Information given:
+ + + + + + +

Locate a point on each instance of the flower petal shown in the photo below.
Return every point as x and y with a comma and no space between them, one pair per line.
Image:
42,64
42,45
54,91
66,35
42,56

+ + + + + + +

Problem:
Rewrite the items above so that "flower petal" becomes "leaf", leaving everything else unchanged.

Solution for this exercise:
Locate a point on each instance of the leaf shown in the photo below.
Return every point as x and y with a comma and no space between them, one pair per line.
Image:
42,64
42,45
54,91
66,35
42,56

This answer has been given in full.